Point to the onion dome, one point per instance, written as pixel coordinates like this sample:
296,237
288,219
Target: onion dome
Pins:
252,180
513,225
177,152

※ ※ ※

> _What is expected_: Retype all the data, changing nothing.

> _Answer to this exercise_:
Point to the onion dome, one point per instance, written as pixel coordinates like this sample:
296,237
288,219
Target: onion dome
Pins:
252,180
513,225
177,152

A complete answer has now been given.